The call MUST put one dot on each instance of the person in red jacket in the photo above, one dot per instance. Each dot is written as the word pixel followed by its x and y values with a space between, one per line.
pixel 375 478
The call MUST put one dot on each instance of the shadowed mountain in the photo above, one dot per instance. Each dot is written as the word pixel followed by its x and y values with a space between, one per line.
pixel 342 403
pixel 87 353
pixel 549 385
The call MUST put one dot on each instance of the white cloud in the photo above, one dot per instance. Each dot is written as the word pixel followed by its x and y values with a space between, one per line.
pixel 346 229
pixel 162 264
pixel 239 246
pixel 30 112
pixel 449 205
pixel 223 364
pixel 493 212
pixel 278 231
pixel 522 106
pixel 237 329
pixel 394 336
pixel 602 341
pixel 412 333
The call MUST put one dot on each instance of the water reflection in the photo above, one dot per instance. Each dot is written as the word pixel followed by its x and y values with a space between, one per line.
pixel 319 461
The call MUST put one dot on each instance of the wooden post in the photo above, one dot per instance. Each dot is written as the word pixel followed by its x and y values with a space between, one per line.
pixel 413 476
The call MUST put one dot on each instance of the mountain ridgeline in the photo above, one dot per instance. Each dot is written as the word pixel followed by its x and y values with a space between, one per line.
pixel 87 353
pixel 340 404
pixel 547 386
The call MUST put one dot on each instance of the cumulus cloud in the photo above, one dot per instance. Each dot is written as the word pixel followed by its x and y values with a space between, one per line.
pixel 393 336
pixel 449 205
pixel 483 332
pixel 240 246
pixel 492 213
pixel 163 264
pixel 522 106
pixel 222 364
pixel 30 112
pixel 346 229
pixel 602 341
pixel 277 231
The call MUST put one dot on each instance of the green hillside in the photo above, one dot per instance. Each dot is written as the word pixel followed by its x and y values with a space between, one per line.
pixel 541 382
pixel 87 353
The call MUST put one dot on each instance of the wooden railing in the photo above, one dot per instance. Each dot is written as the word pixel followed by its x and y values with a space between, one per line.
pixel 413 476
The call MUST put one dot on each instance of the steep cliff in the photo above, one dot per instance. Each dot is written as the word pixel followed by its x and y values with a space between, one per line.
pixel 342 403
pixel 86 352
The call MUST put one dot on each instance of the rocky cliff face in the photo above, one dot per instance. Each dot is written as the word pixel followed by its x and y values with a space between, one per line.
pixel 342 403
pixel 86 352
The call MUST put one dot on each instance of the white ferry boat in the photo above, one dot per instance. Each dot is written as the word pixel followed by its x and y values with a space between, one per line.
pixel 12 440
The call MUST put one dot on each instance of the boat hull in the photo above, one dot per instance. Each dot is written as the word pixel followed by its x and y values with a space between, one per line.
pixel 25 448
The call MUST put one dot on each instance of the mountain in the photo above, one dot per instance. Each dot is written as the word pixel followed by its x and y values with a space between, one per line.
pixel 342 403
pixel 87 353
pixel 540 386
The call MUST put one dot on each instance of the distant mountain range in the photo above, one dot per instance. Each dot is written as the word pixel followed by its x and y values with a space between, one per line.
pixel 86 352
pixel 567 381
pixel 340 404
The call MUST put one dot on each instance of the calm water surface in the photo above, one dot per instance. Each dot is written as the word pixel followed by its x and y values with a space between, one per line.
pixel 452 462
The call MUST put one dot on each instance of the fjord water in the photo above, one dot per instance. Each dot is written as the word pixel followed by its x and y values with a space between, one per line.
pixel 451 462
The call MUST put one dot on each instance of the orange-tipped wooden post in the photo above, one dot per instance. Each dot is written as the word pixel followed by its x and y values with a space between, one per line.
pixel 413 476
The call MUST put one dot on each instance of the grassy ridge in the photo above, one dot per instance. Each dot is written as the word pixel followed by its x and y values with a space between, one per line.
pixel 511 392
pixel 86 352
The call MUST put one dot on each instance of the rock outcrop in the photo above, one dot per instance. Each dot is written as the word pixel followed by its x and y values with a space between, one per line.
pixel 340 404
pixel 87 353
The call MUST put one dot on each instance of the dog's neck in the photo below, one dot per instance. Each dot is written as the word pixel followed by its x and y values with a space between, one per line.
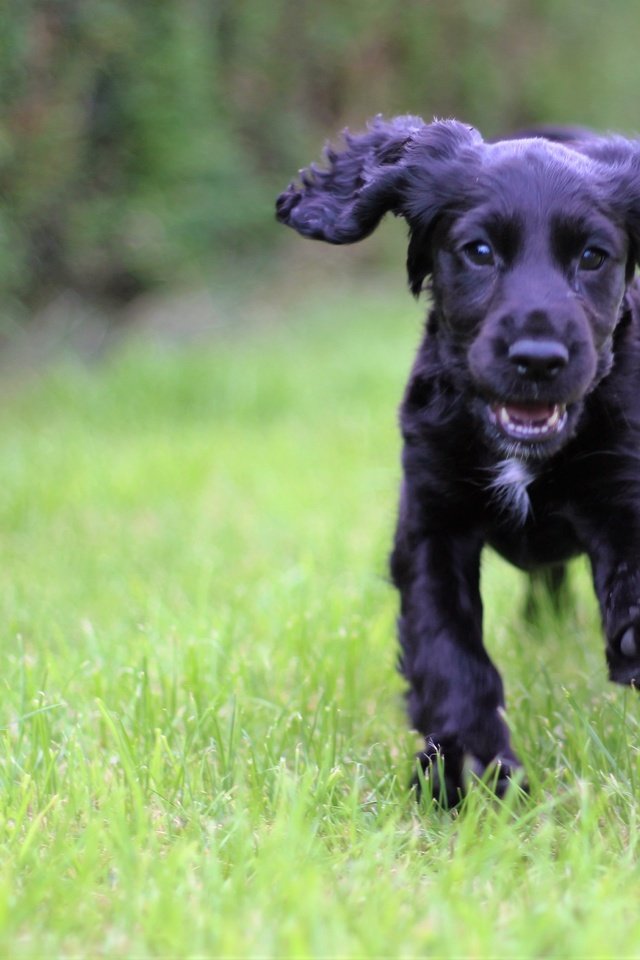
pixel 508 486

* EXERCISE DESCRIPTION
Format the records above as a JSON list of strings, one string per line, with blank lines omitted. Leave the pictures out of the list.

* COMPLETED TASK
[
  "The call MUST put one dot on each instance of the person in red jacket in the photo above, one dot per instance. Each dot is written as the word pixel followed by its x and y values with a space between, one per line.",
  "pixel 375 478",
  "The call MUST put one dot on each instance of the shadowed mountain in the photo above, one dot per instance. Each dot is written as the word pixel followed by its x and y values with a space between, one per line.",
  "pixel 342 403",
  "pixel 87 353",
  "pixel 549 385",
  "The call MUST put one dot on each instance of the white cloud in the photo above, one dot per instance. Each dot is written as the word pixel followed by its x and y values with a space between, one per line.",
  "pixel 346 229",
  "pixel 162 264",
  "pixel 239 246",
  "pixel 30 112",
  "pixel 449 205",
  "pixel 223 364",
  "pixel 493 212",
  "pixel 278 231",
  "pixel 522 106",
  "pixel 237 329",
  "pixel 394 336",
  "pixel 602 341",
  "pixel 412 333",
  "The call MUST put one dot on each instance of the water reflection in the photo above, one dot per instance. Each dot is written as the word pixel followed by its x and y values with a space between, one per line.",
  "pixel 319 461",
  "The call MUST put one dot on each instance of the wooden post in the photo above, one dot per instance. Each dot is written as the word pixel followed by its x and y values with a space between, one per line.",
  "pixel 413 476",
  "The call MUST put one dot on each instance of the mountain ridgeline in the photo above, one dot per instance. Each dot is written as the word pixel followed by its x and y values with a space between, one per line.",
  "pixel 87 353",
  "pixel 340 404",
  "pixel 547 386",
  "The call MUST put one dot on each instance of the cumulus cloud in the photo above, one dot per instance. Each dot is written as the word pixel followed by its x and y values with a space between, one per line.",
  "pixel 393 336",
  "pixel 449 205",
  "pixel 483 332",
  "pixel 240 246",
  "pixel 492 213",
  "pixel 163 264",
  "pixel 522 106",
  "pixel 222 364",
  "pixel 30 112",
  "pixel 346 229",
  "pixel 602 341",
  "pixel 277 231",
  "The call MUST put one dot on each instance of the green hillside in the photo above, one dot per instance. Each dot is written as the word pixel followed by its x and y values with a space between, one per line.",
  "pixel 541 382",
  "pixel 87 353",
  "The call MUST put one dot on each instance of the wooden railing in the photo above, one dot per instance. Each dot is written as the word pixel followed by its x and y values with a space between, one per line.",
  "pixel 413 476",
  "The call MUST put one dot on each instance of the steep cliff in the photo above, one dot per instance. Each dot is written as the word pixel followed by its x and y values with a space between, one per line.",
  "pixel 342 403",
  "pixel 86 352",
  "The call MUST put one dot on each instance of the rocky cliff face in the photo above, one dot per instance. Each dot is written as the word pixel followed by its x and y values with a space between, one per line.",
  "pixel 342 403",
  "pixel 86 352",
  "The call MUST put one dot on each instance of the white ferry boat in the photo above, one dot per instance. Each dot is written as the word pixel followed by its x and y values with a space between, one per line.",
  "pixel 12 440",
  "The call MUST put one dot on each instance of the boat hull in the photo above, one dot per instance. Each dot is written as the word pixel followed by its x and y values with a space between, one per line.",
  "pixel 25 448",
  "The call MUST put one dot on each instance of the mountain in the photo above, one dot per instance. Each dot is written as the word pixel followed by its x and y values with a space between, one per line.",
  "pixel 342 403",
  "pixel 87 353",
  "pixel 540 386",
  "The call MUST put one dot on each instance of the distant mountain range in the photo above, one dot per instance. Each dot is written as the word pixel followed by its x and y values with a space between, one per line.",
  "pixel 86 352",
  "pixel 567 381",
  "pixel 340 404",
  "The call MUST put one dot on each instance of the calm water surface in the photo above, one dot per instance. Each dot is written as the word pixel followed by its x and y values with a space between, one per line.",
  "pixel 452 462",
  "The call MUST put one dot on each instance of the fjord water in the photo above, one dot per instance. Each dot is written as the word pixel followed by its x and y values with a space between, one per line.",
  "pixel 451 462",
  "The call MUST put one dot on each instance of the orange-tipped wooden post in the photo above, one dot per instance. Each dot is written as the word pixel followed by its x and y values with a space between, one per line.",
  "pixel 413 476",
  "The call MUST put one dot on each instance of the grassy ridge in the photo above, one dot per instance. Each dot is written as the word pixel followed by its x and y values with a space between, one per line.",
  "pixel 511 392",
  "pixel 86 352",
  "The call MUST put one dot on each instance of the rock outcrop in the photo above, one dot per instance. Each dot is written as the word pixel followed by its x and y values with a space between, one per line.",
  "pixel 340 404",
  "pixel 87 353",
  "The call MUST put one dot on each instance of the dog's neck in the photo below, one dot per instance. Each dot is written as the word pixel followed by its x and y values with a space between, one per line.",
  "pixel 508 486"
]